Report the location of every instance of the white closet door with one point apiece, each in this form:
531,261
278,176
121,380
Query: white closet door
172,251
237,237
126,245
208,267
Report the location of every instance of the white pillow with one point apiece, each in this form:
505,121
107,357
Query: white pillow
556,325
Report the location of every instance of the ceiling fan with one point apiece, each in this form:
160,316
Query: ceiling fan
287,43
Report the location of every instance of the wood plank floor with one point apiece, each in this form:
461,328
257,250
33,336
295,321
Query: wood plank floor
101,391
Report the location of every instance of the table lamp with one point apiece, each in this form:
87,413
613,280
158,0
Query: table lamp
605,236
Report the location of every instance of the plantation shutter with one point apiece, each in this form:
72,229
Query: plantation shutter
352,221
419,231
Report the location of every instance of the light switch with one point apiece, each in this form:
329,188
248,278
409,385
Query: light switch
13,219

------------------------

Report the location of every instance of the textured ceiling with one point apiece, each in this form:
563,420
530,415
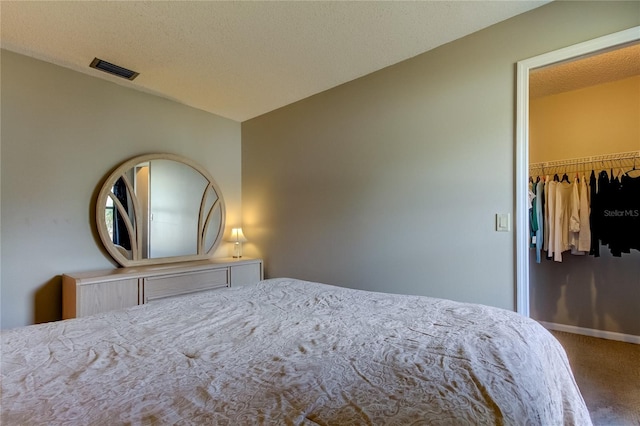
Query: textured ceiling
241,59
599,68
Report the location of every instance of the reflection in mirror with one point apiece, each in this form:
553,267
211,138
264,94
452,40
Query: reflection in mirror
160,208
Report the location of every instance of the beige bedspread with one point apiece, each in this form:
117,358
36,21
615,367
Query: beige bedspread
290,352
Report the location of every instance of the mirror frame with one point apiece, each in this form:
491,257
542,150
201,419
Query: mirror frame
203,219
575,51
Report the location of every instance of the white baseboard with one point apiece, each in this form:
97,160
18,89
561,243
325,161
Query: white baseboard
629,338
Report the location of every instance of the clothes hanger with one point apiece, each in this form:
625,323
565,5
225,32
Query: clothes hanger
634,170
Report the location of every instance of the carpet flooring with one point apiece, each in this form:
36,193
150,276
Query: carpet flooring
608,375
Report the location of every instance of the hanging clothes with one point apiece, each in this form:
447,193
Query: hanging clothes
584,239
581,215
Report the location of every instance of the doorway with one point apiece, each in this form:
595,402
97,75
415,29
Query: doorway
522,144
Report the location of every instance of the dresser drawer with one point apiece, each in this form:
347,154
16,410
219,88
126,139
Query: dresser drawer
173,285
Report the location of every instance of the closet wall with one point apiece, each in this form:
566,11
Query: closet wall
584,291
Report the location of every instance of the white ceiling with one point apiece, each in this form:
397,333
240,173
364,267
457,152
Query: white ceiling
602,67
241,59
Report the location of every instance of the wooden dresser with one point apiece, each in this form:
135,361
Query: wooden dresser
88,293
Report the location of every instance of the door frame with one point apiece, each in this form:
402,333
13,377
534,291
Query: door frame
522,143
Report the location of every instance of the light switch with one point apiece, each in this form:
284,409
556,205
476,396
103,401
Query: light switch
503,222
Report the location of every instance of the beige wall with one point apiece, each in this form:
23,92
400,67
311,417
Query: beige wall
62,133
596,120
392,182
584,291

------------------------

WRITTEN INSTRUCTION.
Show every line of the records above that contains the string "baseboard", and treat case as significant.

OUTPUT OF THE EXERCISE.
Report the location of every instance of the white baseboard with one point apiece, each in this form:
Query: white baseboard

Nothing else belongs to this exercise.